It was massive and brutal falsification that pushed masses of Ukrainians to the Orange Revolution in 2004. This time, however, the rigging is likely to be much more serious. Unlike Leonid Kuchma who was more concerned about the opinion of the West, Yanukovych is more likely to use force to crush any opposition protests and hopes to stay in power until at least 2020. And many in his circle would have chosen force a means to crush the 2004 revolution. Moreover, he now has total control over the Supreme Court and the parliamentary majority.
WHY BEING MORE PROACTIVE IS SO IMPORTANT
Two years of the West’s delicate dealing with the Yanukovych regime has shown that the lack of a timely and tough reaction of Western leaders to the Party of Regions’ first moves to grab power has encourage the latter to become more aggressive on this course. Yanukovych started with the breach of the constitutional procedure to establish a pro-government majority in parliament in the spring of 2010. Then came the massive violations in the autumn 2010 local elections, which provided pro-government parties with overwhelming support in a slew of regions where less than 20% were going to vote for them. In October 2010, Yanukovych changed the constitutional order and gained the powers that the voters did not entitle him to in the 2010 presidential election.
Without due reaction from the West and all leverages to control developments in the country in his hands, Yanukovych activated the necessity to take revenge on the opposition. Winter 2010-summer 2011 saw the initiation of politically motivated processes with the arrest of the most proactive opposition leaders, including Yulia Tymoshenko and Yuriy Lutsenko. The existence of a political leader who had been hot on his heels in the 2010 presidential election, already posed the threat of the opposition’s inevitable victory in the 2012 parliamentary election, and subsequently put into doubt the legitimacy of changes to the Constitutional order by the Yanukovych Administration back in 2010. The opposition needed to be beheaded – something that to a large extent, the government succeeded in doing.
In the meantime, Yanukovych consistently promised that each succeeding step in crushing democracy in Ukraine would be his last, thus allowing the West to justify its passivity in assessing his actions. His administration kept feeding Europe with promises to release political opponents for almost a year. Once the opposite happened – predictably so – the Western establishment was told that it must have misunderstood something; that Ukraine had an independent judiciary, and the regime that grabbed total control over all branches of power, including the media, had absolutely no influence over them.
It looks as if the Ukrainian government has once more initiated the good cop – bad cop game with the West. It is trying to fool Western politicians once more, using the old scenario and new settings. Given its widespread expectations that the government in Ukraine will change after the election, the West may still hope that the current regime continues to retain a certain element of common sense deep inside that could initiate some changes. However, the West has already had a chance to see the extent to which this is wishful thinking: first, when Vladimir Putin came to power, followed by Dmitri Medvedev.
_ _ _ _ _ _ _
> Exercises
1. In the passage on Yanukovych, when did he change Ukraine's constitutional order?
2. Duplicate the passage on Yanukovych word for word, starting with "It was massive" and going on through "the parliamentary majority.".
Rely only on the passage on Yanukovych above, not on the lines that come after it.
_ _ _ _ _ _ _
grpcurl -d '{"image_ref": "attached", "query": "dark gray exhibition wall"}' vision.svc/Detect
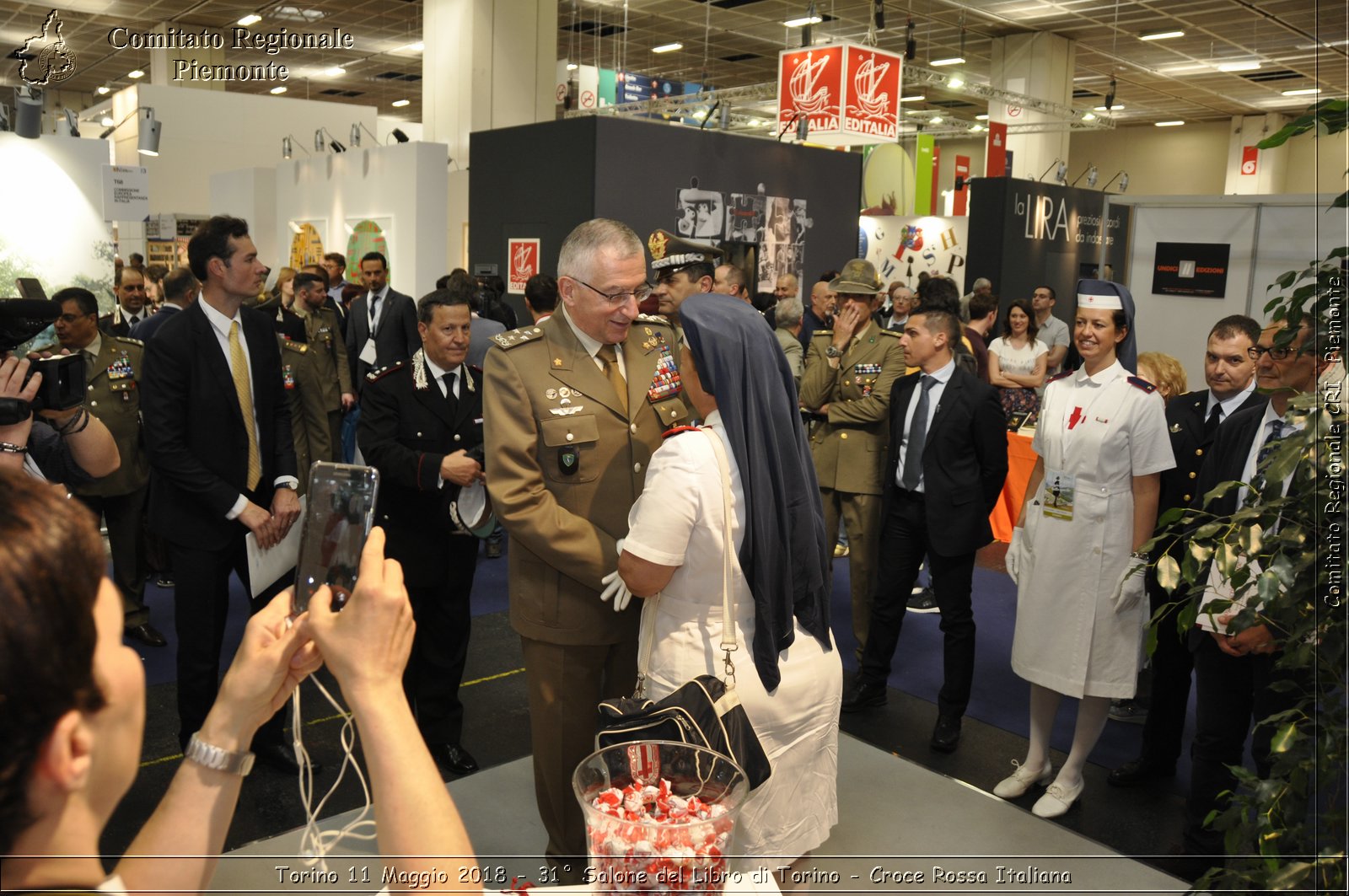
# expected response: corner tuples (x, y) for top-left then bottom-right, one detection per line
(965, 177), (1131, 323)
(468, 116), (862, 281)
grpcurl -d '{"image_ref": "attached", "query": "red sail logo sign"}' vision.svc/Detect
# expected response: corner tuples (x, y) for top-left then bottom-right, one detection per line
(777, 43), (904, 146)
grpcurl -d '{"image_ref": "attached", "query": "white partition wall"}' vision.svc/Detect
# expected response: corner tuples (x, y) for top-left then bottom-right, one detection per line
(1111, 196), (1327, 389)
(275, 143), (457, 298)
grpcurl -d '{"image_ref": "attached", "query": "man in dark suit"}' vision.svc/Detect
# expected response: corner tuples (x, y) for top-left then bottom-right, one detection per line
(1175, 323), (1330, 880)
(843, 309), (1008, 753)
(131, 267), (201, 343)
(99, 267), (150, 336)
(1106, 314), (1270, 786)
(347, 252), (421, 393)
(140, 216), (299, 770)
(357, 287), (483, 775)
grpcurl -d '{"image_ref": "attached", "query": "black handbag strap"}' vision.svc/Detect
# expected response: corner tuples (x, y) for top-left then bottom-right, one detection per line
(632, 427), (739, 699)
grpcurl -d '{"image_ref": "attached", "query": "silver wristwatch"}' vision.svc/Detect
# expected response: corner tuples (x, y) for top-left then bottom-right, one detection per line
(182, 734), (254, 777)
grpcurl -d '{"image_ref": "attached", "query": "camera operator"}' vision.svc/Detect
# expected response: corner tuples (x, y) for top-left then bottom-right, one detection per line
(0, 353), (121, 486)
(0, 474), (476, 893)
_ _ _ _ _ _ _
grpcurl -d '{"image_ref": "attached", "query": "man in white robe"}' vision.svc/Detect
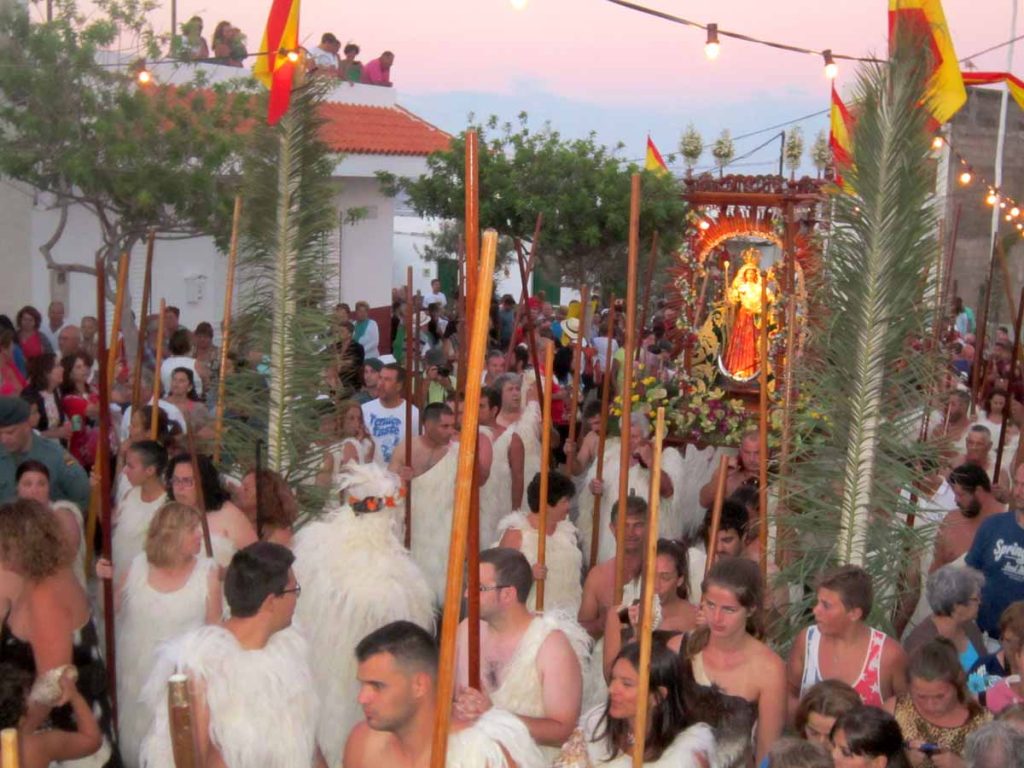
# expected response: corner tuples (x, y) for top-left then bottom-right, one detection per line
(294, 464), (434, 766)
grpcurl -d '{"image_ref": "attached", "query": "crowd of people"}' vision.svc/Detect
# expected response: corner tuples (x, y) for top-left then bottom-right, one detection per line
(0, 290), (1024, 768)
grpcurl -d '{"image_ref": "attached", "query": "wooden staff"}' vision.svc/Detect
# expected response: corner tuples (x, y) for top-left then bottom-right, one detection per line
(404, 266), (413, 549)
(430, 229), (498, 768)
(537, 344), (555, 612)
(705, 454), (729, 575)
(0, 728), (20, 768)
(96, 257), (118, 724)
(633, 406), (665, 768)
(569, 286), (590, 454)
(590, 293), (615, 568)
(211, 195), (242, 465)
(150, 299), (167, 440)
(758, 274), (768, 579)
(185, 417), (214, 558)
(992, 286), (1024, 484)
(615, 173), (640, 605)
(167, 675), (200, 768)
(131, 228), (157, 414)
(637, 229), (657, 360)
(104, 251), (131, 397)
_ _ _ _ _ _ _
> Per-task answers
1. October 2010

2.
It was massive and brutal falsification that pushed masses of Ukrainians to the Orange Revolution in 2004. This time, however, the rigging is likely to be much more serious. Unlike Leonid Kuchma who was more concerned about the opinion of the West, Yanukovych is more likely to use force to crush any opposition protests and hopes to stay in power until at least 2020. And many in his circle would have chosen force a means to crush the 2004 revolution. Moreover, he now has total control over the Supreme Court and the parliamentary majority.